**WHAT TO DO:**
Print the lines below without any change, starting at the first line of the records and ending with the line that contains "rough mask: <svg", both included.

**RECORDS FOR THE TASK:**
+ + + + +
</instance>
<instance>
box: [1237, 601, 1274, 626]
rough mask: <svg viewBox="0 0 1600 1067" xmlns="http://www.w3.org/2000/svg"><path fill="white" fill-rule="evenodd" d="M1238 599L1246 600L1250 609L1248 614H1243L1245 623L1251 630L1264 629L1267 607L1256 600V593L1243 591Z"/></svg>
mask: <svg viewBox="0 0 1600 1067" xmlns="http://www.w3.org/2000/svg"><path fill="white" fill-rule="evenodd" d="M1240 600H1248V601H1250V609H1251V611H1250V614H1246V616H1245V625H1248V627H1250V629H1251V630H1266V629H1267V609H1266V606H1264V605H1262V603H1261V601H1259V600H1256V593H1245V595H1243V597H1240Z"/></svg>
+ + + + +
**SOLUTION:**
</instance>
<instance>
box: [1237, 601, 1274, 626]
rough mask: <svg viewBox="0 0 1600 1067" xmlns="http://www.w3.org/2000/svg"><path fill="white" fill-rule="evenodd" d="M1238 599L1246 600L1250 609L1248 614H1243L1245 623L1251 630L1264 629L1267 607L1256 600V593L1243 591Z"/></svg>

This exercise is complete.